→ DATA SHOWN:

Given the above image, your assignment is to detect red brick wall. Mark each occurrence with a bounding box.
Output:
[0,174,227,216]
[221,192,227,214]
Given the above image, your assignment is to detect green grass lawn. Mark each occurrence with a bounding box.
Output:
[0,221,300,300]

--

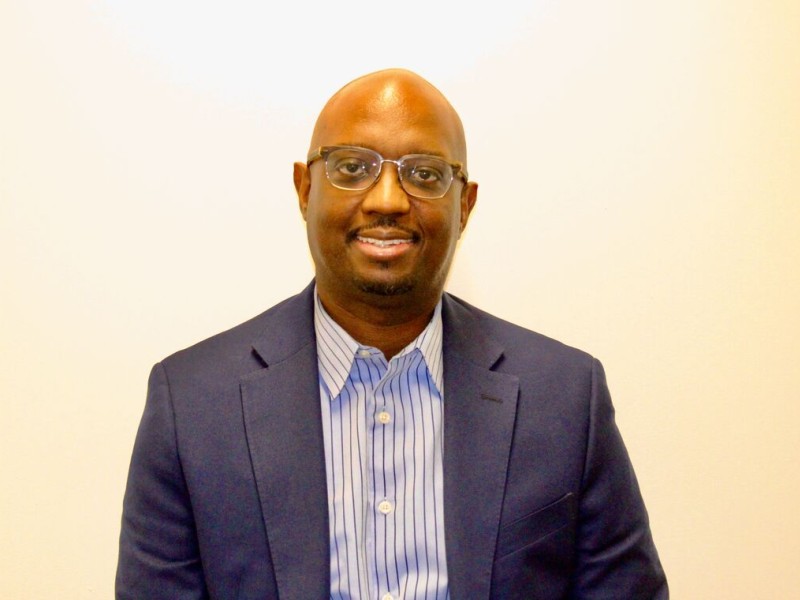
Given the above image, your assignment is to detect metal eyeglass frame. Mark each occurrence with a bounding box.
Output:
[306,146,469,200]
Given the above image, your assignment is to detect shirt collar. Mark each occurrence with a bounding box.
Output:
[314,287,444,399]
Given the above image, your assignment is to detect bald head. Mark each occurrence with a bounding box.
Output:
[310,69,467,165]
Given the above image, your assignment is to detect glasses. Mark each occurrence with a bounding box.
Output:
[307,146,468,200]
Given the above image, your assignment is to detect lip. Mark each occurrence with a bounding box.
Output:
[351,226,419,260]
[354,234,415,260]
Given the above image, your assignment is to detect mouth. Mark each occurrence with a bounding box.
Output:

---

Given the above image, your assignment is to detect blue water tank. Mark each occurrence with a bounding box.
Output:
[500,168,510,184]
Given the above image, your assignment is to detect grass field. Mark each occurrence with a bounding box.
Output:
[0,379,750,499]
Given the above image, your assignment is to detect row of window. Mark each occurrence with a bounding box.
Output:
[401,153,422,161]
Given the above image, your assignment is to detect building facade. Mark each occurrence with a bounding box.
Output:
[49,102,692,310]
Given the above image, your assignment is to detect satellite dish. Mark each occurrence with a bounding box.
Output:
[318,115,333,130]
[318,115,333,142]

→ SHORT EXERCISE:
Echo back the lines word for word, starting with the line that contains "Given the above image, your assignment is to detect blue" and going on through the line that contains "[0,379,750,499]".

→ THE SOLUTION:
Given the above image, your assignment is to detect blue water tank. Mark each occurrence with a bounding box.
Output:
[500,168,510,184]
Given the above image, your assignment is to detect grass field. Mark each occurrence with a bounding box.
Output:
[0,379,750,499]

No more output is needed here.